Do this:
Reproduce the lines from the first one through the line containing "xmin=121 ymin=94 xmax=207 ymax=250", swapping "Coordinate style" for "Box format" and leaving everything else as it is.

Information supplied:
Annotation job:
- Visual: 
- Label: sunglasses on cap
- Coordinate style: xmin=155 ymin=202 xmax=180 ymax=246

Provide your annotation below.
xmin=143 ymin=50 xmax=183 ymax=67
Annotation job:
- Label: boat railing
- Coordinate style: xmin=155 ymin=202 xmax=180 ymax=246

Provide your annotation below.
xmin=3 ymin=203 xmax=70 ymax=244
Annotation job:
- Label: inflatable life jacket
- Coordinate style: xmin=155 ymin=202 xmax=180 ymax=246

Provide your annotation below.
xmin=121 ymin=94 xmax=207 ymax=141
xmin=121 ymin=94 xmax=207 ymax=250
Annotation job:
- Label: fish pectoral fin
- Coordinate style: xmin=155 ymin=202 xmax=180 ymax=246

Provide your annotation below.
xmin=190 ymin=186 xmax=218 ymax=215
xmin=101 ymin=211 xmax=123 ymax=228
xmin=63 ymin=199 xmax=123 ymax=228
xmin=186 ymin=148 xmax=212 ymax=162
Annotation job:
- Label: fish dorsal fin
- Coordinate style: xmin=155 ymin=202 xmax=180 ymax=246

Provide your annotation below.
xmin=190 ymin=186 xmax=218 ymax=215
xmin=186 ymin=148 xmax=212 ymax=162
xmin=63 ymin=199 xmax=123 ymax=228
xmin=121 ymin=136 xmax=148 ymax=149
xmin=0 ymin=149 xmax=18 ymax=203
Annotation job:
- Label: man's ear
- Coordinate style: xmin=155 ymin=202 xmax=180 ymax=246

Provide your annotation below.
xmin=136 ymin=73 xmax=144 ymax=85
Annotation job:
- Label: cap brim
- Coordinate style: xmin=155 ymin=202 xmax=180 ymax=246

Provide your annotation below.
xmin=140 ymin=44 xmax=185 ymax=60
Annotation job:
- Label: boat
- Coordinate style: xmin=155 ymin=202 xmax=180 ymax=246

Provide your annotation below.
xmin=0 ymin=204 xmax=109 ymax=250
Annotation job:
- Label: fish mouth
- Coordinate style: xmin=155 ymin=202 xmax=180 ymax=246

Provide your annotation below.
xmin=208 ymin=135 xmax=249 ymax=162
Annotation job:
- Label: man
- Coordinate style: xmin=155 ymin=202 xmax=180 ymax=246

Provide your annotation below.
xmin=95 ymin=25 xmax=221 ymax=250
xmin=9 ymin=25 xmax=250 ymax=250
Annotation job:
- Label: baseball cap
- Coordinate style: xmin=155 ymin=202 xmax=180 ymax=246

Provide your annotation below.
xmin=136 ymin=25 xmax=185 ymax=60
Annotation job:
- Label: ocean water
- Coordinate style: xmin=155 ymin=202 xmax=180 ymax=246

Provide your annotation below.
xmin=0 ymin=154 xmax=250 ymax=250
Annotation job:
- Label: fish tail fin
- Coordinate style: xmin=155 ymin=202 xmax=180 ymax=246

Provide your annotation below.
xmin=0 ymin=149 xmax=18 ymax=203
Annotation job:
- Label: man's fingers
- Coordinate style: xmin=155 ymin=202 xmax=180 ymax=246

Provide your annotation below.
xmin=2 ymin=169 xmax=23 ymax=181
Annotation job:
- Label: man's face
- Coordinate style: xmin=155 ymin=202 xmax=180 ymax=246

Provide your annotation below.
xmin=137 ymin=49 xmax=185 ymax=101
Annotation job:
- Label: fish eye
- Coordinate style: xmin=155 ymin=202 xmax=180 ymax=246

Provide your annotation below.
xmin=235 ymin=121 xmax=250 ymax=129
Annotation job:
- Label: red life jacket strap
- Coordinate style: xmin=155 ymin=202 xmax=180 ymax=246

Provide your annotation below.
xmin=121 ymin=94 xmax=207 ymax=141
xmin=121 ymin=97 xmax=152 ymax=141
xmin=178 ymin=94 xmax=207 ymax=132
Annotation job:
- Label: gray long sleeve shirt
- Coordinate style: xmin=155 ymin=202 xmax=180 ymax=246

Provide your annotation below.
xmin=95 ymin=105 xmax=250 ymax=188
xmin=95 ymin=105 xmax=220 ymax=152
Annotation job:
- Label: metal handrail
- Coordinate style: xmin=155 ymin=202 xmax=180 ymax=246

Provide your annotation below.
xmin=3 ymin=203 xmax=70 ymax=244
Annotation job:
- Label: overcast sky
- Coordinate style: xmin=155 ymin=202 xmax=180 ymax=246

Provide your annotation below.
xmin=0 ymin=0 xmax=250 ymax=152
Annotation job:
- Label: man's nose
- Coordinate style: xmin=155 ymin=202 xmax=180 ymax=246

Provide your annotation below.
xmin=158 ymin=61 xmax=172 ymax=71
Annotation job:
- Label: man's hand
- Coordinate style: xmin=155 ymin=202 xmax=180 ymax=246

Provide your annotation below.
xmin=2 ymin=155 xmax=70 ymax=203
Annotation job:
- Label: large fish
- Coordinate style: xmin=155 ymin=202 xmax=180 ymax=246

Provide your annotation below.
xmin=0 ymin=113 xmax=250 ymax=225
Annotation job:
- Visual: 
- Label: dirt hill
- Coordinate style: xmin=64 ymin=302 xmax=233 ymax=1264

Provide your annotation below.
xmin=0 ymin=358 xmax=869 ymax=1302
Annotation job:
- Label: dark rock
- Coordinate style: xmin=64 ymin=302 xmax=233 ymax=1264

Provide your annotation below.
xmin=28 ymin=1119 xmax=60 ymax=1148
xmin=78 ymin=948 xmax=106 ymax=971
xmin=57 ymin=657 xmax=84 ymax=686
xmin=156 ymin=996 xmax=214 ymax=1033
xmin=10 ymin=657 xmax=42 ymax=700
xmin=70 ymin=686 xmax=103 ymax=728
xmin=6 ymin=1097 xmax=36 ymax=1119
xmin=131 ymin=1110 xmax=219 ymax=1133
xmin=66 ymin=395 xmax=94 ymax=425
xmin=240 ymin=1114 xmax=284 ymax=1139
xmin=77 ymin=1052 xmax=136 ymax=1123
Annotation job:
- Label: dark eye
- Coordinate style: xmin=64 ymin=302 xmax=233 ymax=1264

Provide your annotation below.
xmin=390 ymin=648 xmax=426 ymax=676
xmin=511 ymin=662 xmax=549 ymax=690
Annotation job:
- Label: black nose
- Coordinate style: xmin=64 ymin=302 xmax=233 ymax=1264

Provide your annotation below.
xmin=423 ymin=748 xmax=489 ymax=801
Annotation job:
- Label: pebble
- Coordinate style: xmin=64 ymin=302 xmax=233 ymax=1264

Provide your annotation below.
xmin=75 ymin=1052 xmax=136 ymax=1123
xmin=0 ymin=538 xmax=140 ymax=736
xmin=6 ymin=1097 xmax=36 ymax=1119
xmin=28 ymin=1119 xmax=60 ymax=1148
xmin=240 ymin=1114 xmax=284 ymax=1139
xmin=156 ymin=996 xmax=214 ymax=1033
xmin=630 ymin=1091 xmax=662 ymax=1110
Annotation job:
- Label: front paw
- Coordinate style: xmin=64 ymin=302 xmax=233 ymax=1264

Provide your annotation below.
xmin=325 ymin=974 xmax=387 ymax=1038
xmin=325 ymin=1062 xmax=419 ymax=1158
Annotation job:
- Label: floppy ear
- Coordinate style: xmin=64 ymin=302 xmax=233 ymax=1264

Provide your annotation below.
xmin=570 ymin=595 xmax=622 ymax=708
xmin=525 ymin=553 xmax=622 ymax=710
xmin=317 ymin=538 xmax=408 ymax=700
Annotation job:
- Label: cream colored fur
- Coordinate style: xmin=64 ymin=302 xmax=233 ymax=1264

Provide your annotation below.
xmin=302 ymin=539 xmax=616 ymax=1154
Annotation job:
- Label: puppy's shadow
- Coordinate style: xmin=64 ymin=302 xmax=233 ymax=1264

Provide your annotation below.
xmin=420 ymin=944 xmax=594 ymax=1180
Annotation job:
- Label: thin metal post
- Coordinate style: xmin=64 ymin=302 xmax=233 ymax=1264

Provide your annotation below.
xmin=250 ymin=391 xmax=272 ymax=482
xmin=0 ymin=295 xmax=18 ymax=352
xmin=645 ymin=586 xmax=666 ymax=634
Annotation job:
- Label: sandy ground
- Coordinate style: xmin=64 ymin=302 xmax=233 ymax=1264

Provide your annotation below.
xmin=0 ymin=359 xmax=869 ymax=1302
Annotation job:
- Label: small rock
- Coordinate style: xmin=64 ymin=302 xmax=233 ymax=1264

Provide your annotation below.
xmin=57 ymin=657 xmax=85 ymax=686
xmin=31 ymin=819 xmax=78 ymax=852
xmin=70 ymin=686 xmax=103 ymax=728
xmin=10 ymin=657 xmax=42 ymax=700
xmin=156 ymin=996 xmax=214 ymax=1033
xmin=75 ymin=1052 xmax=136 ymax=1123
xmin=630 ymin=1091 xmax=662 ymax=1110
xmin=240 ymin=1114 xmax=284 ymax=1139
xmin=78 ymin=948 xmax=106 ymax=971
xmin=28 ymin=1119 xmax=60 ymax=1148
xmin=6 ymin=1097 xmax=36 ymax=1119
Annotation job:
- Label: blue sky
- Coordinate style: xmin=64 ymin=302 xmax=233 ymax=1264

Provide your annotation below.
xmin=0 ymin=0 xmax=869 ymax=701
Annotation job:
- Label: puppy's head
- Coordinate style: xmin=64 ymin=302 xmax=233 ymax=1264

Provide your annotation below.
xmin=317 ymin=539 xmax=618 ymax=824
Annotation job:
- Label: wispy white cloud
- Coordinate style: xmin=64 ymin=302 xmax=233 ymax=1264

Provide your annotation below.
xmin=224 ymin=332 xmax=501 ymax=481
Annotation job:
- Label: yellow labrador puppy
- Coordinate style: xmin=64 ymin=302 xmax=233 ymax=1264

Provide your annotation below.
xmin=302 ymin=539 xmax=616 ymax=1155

Result of the task:
Annotation job:
- Visual: 
- Label: sunglasses on cap
- Box format: xmin=155 ymin=202 xmax=180 ymax=246

Provide your annotation below.
xmin=143 ymin=50 xmax=183 ymax=67
Annotation job:
- Label: boat railing
- Box format: xmin=155 ymin=202 xmax=180 ymax=246

Provide your annotation below.
xmin=3 ymin=203 xmax=70 ymax=244
Annotation job:
- Label: inflatable life jacket
- Box format: xmin=155 ymin=202 xmax=180 ymax=246

Provide your annotation below.
xmin=121 ymin=94 xmax=207 ymax=141
xmin=121 ymin=94 xmax=207 ymax=250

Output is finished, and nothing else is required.